Exercise requirements.
Restate everything from the line containing "Mark a point on each instance of the hand" down to the end of the items, swapping "pixel coordinates" for "image coordinates" and leaving every other detail unchanged. Omit the pictures from your answer.

Information provided.
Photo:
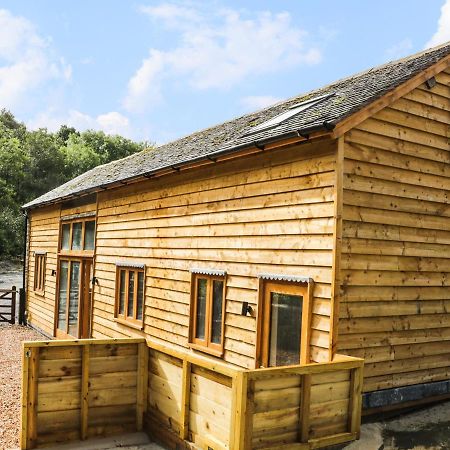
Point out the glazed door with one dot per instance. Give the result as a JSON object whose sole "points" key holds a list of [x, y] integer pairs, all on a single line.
{"points": [[74, 298]]}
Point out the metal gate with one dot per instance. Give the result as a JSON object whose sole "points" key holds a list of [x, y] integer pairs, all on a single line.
{"points": [[8, 305]]}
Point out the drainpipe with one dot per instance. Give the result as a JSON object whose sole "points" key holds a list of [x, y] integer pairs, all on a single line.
{"points": [[22, 295]]}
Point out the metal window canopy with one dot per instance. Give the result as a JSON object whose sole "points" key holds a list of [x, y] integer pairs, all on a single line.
{"points": [[79, 216], [132, 265], [213, 272], [288, 278]]}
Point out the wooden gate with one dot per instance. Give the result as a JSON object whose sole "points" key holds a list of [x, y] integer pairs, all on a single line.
{"points": [[8, 305]]}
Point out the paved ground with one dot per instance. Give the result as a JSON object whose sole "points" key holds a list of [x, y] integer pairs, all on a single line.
{"points": [[424, 429], [11, 337], [132, 441]]}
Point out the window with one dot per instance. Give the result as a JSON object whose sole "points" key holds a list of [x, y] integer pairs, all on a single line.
{"points": [[39, 272], [284, 321], [291, 112], [130, 295], [208, 311], [78, 235]]}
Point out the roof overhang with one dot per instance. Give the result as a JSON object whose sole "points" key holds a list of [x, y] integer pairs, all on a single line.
{"points": [[316, 132]]}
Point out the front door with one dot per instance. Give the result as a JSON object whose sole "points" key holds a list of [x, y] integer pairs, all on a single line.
{"points": [[73, 314]]}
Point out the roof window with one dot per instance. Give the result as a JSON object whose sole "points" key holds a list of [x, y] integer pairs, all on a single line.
{"points": [[291, 112]]}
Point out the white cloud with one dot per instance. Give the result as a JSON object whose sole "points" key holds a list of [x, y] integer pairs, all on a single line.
{"points": [[218, 49], [443, 31], [144, 87], [254, 102], [400, 49], [111, 123], [26, 60]]}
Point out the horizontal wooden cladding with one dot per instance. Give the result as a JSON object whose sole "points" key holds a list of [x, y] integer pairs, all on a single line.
{"points": [[291, 405], [79, 389], [395, 264], [386, 232], [272, 165], [232, 219], [43, 236], [400, 147], [194, 403]]}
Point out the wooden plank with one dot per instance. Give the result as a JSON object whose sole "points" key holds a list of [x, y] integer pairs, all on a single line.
{"points": [[337, 246], [33, 367], [242, 427], [24, 407], [355, 403], [185, 400], [305, 406], [84, 410]]}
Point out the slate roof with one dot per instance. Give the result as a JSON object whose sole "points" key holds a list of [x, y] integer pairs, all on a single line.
{"points": [[350, 95]]}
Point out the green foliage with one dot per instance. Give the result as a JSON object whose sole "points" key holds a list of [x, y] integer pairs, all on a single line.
{"points": [[34, 162]]}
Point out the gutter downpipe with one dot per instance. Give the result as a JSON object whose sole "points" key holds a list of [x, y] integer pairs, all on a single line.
{"points": [[22, 292]]}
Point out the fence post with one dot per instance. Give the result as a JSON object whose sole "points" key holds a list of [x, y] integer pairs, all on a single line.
{"points": [[22, 306], [13, 305], [142, 384], [243, 428], [185, 399], [355, 403], [305, 403], [30, 373], [84, 410]]}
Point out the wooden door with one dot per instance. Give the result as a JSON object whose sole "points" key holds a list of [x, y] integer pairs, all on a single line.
{"points": [[73, 308]]}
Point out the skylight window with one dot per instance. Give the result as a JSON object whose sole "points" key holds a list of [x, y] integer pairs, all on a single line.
{"points": [[291, 112]]}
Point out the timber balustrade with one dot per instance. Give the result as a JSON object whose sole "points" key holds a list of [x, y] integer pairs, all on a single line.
{"points": [[80, 389]]}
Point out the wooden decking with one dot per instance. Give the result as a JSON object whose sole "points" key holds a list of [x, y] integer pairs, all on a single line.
{"points": [[74, 390]]}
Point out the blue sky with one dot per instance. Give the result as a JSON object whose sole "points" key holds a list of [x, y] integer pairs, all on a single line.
{"points": [[159, 70]]}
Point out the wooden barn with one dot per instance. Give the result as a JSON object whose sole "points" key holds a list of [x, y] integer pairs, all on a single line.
{"points": [[261, 260]]}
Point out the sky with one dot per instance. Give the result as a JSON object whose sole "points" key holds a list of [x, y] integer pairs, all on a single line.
{"points": [[156, 70]]}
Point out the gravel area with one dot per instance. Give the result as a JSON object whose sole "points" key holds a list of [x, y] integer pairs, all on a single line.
{"points": [[11, 337]]}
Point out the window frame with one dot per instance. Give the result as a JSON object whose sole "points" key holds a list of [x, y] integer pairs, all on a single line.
{"points": [[206, 345], [124, 319], [290, 287], [40, 266], [77, 252]]}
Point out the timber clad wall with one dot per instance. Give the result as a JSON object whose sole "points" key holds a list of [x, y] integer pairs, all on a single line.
{"points": [[395, 263], [268, 213], [44, 234], [44, 229]]}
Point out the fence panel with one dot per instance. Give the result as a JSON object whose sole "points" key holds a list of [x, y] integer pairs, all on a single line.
{"points": [[8, 299], [79, 389], [74, 390]]}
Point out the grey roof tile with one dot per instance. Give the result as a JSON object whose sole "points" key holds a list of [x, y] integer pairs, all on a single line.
{"points": [[351, 95]]}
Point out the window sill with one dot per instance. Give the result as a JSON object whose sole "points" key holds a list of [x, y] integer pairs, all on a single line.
{"points": [[76, 253], [128, 323], [204, 349]]}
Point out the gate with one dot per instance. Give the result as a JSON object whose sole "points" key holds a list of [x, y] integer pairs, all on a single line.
{"points": [[8, 305]]}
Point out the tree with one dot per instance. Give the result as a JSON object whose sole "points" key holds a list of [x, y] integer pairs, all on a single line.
{"points": [[34, 162]]}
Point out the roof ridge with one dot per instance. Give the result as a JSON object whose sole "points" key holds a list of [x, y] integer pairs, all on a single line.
{"points": [[353, 93], [312, 91]]}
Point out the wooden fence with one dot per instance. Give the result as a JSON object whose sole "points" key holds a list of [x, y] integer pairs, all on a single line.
{"points": [[79, 389], [197, 400], [8, 305], [84, 388]]}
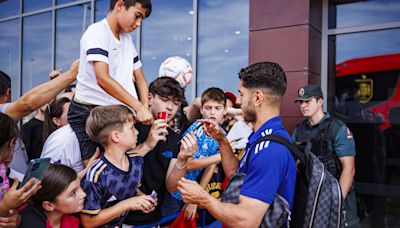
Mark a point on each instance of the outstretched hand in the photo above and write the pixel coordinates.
(158, 132)
(16, 197)
(212, 129)
(143, 115)
(191, 191)
(188, 147)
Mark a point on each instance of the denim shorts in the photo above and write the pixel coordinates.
(77, 116)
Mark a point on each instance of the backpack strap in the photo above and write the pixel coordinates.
(282, 140)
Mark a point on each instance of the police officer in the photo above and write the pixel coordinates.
(331, 141)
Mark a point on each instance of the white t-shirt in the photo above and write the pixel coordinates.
(19, 164)
(99, 44)
(62, 146)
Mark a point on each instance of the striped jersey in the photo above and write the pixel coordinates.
(106, 185)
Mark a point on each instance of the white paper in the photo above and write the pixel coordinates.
(241, 131)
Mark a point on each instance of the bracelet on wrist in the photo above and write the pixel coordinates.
(181, 167)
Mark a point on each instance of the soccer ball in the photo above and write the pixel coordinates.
(178, 68)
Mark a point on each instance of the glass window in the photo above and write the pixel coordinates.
(167, 32)
(360, 13)
(102, 7)
(9, 50)
(9, 8)
(71, 23)
(36, 57)
(31, 5)
(367, 97)
(59, 2)
(223, 43)
(367, 78)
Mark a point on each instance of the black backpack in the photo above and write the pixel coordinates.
(318, 200)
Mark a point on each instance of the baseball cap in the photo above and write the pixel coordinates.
(307, 92)
(230, 96)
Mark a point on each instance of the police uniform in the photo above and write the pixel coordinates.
(330, 139)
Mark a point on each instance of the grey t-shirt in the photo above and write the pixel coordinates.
(20, 159)
(3, 107)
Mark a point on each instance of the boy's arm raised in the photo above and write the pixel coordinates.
(142, 86)
(42, 94)
(144, 203)
(113, 88)
(158, 132)
(199, 163)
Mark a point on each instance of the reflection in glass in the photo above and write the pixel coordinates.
(368, 65)
(36, 58)
(59, 2)
(71, 23)
(351, 46)
(223, 43)
(360, 13)
(367, 97)
(31, 5)
(167, 32)
(10, 53)
(9, 8)
(102, 7)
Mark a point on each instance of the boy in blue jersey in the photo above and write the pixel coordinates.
(213, 106)
(111, 183)
(270, 169)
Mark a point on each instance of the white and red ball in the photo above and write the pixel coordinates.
(178, 68)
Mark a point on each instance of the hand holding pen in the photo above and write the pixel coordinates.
(212, 129)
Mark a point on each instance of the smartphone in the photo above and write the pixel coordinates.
(153, 194)
(36, 169)
(162, 115)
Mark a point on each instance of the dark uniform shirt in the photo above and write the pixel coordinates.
(343, 143)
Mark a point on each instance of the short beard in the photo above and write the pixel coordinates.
(249, 114)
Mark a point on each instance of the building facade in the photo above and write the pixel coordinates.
(351, 48)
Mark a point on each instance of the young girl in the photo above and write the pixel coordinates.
(14, 197)
(60, 196)
(55, 116)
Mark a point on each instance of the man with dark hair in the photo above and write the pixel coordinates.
(5, 88)
(270, 168)
(332, 142)
(166, 163)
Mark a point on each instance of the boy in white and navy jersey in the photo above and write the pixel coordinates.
(110, 68)
(111, 183)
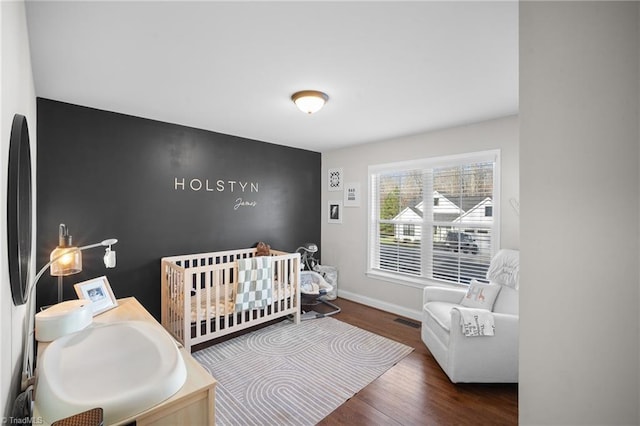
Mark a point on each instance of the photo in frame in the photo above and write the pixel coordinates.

Expected answer.
Mark a point on each instance of the hand holding pen in the photo above and write the image coordinates.
(212, 129)
Mark a point on each instance of the smartphone in the photo above and write the image coordinates.
(153, 194)
(36, 169)
(162, 115)
Mark a point on each instance of the dark uniform shirt in the photo above and write the image coordinates.
(343, 143)
Mark a point on each instance of the short beard in the photo above and write the image coordinates.
(249, 114)
Mark a point on each instance of the building facade in the photo above and write the image coordinates.
(351, 48)
Mark a point on each instance of the young girl in the photo above and write the image coordinates.
(14, 197)
(60, 196)
(55, 116)
Mark a point on each instance of the man with dark hair in the photo above and write the image coordinates.
(5, 88)
(270, 168)
(332, 142)
(166, 163)
Mark a point on each instance of the boy in white and navy jersey in the photo above and write the image coordinates.
(110, 68)
(111, 183)
Mark a point on each instance of the photo in frame in the photo above and write the image coordinates.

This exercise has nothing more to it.